--- Extract to read ---
Imagine for a moment that you are the owner of a popular restaurant located on a street with many restaurants. You do your best to provide the best experience to your customers while staying ahead of the competition by keeping your prices down. You try to avoid spending too much on labor, and do as much of the work yourself as you can, often putting in long hours. Although there is a good wholesale market nearby, you drive an extra hour to another market just to get your ingredients a little cheaper.
One day a wealthy patron who is a big fan of your cooking announces a new idea. Because he wants as many people as possible to enjoy your food, he is going to pick up the tab for most of your customers. You can just go on doing what you always do, but when the check arrives for many tables, this wealthy patron will pay the tab. The next day, your waitress complains that there are too many tables and you should hire more help. What would you do?
Normally, you would try to find a way to avoid hiring another person as it would eat into what little profits you make. But now you realize there is another solution. You can just raise prices. Since most of your patrons are not paying for their meals, your place will still stay popular and you won’t have to worry about losing business to your competition. So why not hire another waitress? While you are at it, why not hire a manger so you don’t have to be there all time, and stop driving to the further market?. Whatever increase in costs you suffer you can make up for by raising prices more and more.
Now imagine all your competitors also have wealthy benefactors picking up the check for many of their customers. You can all raise prices constantly without losing any sleep – or business.
This scenario is effectively what America’s higher education financing system has turned into. There are many reasons why college tuition is rising faster than virtually anything else, from more applicants than ever to state budget cuts for public universities, but all of those factors are allowed to persist because often times the person getting the degree is not the person paying the tab – not for today anyway.
Presently over 60% of all undergraduate students receive some sort of Federal aid for their education, and the amount of money the government has shelled out for student loans is now over a trillion dollars, double what it was just 7 years ago. Like the hypothetical wealthy patron in the example above, the government doesn’t ask for much when it gives out the money – neither from the student nor the University. If our wealthy patron had said “I will pick up the tab so long as you keep your low prices” then we would have a reason to keep prices down. But by fully removing the value of what customers get from the equation, all incentives point towards inflation.
One of the toughest questions to answer in the rising cost of education debate is exactly why Colleges and Universities are raising prices so fast. Yes, demand has gone up, but that doesn’t lead to price spikes unless supply is kept low. After all, as our society has grown richer, demand for all sorts of things from cars to eating out have also gone up, but their prices haven’t spiked because supply has grown as well. So why hasn’t supply of higher education kept up – as evidenced by collapsing acceptance rates?
Its not an issue of their product, because knowledge is infinitely scalable. Think of your typical undergrad 101 Rhetoric or Chemistry class. Its not hard to keep hiring more instructors and offering more sections. It would be one thing if it was hard to find more instructors, but thanks to our current PhD. glut, the opposite is true, and the market is oversupplied with people who would make qualified teachers. Putting all of this together, we observe that at a time when demand for higher education is higher than ever, and the supply of would-be educators is higher than ever, Colleges are choosing to keep the number of spots available to students relatively low, and raising tuition prices instead. But why?
--- Dataset content ---
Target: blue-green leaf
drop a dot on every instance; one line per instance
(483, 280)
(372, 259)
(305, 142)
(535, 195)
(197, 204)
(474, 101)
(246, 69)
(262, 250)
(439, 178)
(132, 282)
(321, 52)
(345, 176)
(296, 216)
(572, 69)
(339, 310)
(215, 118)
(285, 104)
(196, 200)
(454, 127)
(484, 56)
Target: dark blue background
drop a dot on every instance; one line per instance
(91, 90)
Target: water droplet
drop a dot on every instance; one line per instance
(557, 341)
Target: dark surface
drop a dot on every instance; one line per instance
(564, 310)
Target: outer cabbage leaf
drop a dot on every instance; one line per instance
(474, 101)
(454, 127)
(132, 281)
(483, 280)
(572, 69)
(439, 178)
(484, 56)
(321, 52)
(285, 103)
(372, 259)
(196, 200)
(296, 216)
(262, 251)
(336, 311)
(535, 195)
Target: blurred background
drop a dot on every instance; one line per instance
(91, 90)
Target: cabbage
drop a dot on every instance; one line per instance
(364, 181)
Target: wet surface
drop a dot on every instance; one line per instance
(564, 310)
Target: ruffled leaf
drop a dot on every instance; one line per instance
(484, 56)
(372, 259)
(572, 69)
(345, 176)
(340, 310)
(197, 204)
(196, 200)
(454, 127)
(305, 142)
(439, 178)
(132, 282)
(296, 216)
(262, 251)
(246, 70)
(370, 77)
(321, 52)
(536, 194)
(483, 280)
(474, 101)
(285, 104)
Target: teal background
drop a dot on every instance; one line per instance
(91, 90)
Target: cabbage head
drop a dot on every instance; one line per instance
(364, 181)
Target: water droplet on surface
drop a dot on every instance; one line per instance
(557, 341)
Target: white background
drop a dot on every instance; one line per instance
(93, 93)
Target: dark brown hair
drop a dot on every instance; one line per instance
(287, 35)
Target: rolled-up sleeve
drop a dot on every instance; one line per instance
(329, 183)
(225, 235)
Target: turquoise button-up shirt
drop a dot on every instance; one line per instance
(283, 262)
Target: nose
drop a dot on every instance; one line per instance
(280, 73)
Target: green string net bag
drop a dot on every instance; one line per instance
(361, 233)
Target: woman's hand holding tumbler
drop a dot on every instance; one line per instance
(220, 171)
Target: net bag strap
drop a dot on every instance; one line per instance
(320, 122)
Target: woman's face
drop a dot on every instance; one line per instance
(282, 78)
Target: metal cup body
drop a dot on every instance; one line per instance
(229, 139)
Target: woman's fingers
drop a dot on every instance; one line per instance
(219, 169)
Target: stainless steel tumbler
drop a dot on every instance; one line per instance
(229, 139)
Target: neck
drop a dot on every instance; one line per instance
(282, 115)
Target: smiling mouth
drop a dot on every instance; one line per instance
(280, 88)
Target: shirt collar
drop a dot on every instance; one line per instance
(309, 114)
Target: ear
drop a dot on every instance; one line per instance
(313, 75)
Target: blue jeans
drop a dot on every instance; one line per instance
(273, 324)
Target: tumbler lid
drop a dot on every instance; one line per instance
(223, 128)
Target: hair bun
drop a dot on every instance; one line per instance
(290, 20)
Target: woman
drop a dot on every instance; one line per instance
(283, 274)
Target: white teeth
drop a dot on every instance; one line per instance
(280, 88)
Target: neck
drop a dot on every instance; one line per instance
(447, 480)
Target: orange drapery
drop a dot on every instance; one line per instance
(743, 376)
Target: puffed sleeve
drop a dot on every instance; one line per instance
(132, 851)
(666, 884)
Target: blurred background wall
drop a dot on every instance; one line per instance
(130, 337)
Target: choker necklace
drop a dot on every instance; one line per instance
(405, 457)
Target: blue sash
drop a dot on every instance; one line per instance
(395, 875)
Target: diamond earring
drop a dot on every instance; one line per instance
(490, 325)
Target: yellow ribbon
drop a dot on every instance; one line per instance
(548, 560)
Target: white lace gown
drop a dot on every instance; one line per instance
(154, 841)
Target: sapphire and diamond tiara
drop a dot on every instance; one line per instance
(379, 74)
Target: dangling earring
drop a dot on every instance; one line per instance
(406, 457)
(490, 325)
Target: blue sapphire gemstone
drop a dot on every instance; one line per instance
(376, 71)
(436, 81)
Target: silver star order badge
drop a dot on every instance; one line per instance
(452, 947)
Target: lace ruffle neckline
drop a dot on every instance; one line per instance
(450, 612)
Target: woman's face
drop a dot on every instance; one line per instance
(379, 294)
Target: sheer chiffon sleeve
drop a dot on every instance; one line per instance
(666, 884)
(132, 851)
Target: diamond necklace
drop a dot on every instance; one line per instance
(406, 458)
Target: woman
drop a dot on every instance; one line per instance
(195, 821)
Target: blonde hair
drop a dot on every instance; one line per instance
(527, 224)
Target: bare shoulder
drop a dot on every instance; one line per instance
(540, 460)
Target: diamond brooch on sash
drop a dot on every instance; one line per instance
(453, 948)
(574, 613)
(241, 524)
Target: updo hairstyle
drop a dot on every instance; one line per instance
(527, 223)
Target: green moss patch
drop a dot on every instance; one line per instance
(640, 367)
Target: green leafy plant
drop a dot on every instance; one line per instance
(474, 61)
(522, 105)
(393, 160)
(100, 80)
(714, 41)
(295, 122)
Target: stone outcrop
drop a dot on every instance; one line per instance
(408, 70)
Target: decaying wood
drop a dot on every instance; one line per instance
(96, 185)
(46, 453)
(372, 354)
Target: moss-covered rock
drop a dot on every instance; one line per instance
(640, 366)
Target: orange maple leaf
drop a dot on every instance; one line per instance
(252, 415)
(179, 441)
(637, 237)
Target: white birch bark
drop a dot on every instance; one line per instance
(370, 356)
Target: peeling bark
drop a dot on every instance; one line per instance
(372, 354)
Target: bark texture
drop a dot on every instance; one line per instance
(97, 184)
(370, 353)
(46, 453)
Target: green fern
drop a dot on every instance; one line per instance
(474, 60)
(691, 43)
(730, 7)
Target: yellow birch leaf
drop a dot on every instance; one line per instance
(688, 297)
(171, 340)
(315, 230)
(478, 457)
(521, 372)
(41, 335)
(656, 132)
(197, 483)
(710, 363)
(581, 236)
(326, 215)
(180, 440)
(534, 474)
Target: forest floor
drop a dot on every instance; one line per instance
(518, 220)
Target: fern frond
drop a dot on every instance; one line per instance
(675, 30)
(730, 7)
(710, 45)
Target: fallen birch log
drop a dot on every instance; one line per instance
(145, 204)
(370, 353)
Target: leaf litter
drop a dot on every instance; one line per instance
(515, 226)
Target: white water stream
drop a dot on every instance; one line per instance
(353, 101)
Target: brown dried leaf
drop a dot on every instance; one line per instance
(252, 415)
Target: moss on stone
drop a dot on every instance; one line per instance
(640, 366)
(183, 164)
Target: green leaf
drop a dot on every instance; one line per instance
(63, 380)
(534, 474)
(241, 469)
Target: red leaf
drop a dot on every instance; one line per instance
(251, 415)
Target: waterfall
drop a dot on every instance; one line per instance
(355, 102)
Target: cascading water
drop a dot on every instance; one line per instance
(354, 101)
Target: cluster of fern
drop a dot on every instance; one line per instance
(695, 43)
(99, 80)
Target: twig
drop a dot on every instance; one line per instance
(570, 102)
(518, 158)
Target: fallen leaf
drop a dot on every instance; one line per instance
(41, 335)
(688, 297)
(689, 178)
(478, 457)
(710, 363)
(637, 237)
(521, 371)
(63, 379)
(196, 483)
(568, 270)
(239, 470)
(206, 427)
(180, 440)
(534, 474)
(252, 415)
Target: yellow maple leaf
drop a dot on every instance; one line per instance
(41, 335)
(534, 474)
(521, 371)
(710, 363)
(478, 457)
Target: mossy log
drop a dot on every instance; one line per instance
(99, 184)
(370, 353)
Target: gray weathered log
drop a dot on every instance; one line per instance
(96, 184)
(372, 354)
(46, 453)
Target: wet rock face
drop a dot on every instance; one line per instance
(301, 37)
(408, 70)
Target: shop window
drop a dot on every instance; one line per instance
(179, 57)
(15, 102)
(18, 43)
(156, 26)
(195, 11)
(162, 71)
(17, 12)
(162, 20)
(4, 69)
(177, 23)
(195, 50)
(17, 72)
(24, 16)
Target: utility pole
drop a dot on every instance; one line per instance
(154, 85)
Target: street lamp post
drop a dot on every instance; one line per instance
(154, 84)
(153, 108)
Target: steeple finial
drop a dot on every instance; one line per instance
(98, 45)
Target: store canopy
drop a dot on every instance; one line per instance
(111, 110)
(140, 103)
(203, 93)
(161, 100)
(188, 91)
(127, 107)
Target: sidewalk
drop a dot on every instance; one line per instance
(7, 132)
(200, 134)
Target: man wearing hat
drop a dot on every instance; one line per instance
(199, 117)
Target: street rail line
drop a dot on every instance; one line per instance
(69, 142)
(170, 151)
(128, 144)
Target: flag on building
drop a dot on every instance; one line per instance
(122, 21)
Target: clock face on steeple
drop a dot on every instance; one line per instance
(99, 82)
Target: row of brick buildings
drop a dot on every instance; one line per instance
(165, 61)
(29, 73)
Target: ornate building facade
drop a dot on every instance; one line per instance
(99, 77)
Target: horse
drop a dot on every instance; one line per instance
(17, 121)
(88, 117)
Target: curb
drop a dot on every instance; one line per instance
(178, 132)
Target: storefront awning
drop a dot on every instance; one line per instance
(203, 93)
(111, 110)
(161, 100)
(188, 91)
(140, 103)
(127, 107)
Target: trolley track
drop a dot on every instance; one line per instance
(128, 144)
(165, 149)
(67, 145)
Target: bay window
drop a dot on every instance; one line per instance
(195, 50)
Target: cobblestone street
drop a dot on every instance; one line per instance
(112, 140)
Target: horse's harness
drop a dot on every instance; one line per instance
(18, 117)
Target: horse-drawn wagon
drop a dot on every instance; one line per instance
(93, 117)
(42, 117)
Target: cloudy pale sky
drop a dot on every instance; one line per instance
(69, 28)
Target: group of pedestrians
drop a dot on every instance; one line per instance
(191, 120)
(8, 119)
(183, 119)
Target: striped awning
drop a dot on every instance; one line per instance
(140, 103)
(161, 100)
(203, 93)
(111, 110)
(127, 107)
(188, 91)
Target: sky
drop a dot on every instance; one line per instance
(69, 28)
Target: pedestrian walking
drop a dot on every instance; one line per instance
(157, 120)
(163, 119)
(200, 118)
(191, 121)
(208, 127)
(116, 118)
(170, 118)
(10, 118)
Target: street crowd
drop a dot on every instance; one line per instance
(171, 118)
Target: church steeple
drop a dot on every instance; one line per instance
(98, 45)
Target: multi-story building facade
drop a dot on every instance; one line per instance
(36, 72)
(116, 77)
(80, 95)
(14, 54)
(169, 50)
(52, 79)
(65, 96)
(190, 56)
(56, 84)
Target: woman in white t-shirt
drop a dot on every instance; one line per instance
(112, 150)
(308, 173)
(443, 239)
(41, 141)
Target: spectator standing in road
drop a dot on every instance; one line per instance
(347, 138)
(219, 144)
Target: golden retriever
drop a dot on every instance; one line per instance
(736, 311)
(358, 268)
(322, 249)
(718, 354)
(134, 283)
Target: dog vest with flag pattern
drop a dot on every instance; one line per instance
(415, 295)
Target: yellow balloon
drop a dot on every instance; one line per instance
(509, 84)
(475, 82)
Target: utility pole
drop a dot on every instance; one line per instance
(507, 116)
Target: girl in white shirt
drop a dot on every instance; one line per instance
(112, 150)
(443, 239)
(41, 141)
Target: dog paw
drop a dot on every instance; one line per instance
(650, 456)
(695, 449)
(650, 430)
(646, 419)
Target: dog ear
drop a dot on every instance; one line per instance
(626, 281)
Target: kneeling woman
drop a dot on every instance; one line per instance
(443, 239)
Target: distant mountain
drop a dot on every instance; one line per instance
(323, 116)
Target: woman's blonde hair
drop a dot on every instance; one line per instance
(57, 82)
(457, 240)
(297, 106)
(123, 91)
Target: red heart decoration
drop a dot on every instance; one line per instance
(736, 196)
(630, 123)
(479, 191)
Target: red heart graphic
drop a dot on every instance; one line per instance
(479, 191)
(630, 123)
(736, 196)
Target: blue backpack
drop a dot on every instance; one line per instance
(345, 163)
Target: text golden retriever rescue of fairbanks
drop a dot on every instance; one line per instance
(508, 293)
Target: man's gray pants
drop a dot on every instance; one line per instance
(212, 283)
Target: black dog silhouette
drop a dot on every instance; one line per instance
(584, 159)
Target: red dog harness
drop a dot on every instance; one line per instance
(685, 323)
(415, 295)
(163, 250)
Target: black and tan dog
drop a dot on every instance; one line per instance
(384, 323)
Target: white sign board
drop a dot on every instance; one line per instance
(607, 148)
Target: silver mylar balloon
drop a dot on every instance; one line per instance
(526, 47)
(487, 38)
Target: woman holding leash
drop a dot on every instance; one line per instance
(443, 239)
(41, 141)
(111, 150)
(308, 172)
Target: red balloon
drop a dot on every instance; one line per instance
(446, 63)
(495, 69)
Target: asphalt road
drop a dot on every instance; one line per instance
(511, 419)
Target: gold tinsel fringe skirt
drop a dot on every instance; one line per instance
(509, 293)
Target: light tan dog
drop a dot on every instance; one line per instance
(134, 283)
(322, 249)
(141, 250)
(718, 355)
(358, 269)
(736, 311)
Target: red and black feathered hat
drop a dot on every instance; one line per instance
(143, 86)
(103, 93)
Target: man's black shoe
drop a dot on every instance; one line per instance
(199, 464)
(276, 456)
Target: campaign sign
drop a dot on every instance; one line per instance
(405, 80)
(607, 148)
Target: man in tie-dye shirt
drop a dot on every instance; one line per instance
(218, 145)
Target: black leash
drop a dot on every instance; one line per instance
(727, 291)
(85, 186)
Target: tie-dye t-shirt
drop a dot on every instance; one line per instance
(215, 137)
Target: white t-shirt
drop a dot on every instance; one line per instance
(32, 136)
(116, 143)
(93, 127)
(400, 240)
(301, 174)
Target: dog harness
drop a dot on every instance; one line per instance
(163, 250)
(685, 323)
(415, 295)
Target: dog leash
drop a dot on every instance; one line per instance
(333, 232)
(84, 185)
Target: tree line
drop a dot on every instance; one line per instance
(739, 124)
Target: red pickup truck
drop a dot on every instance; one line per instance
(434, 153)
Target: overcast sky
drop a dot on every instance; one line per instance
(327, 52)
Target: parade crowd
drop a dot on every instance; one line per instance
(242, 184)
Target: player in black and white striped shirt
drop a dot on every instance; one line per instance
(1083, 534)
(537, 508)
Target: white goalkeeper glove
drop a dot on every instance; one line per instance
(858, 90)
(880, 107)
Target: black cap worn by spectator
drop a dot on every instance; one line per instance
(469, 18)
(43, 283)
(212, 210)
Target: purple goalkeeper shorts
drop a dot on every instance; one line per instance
---
● **List of tasks**
#1 Please reproduce the passage on college tuition, starting with "Its not an issue" and going on through "instead. But why?".
#2 Answer these questions from the passage on college tuition:
(a) Why does the restaurant owner drive an extra hour to another market?
(b) What share of undergraduate students receive some sort of Federal aid?
(c) Which two kinds of undergrad 101 class are given as examples?
The records come from a separate source.

● **Responses per task**
#1
Its not an issue of their product, because knowledge is infinitely scalable. Think of your typical undergrad 101 Rhetoric or Chemistry class. Its not hard to keep hiring more instructors and offering more sections. It would be one thing if it was hard to find more instructors, but thanks to our current PhD. glut, the opposite is true, and the market is oversupplied with people who would make qualified teachers. Putting all of this together, we observe that at a time when demand for higher education is higher than ever, and the supply of would-be educators is higher than ever, Colleges are choosing to keep the number of spots available to students relatively low, and raising tuition prices instead. But why?

#2
(a) To get the ingredients a little cheaper.
(b) Over 60%.
(c) Rhetoric and Chemistry.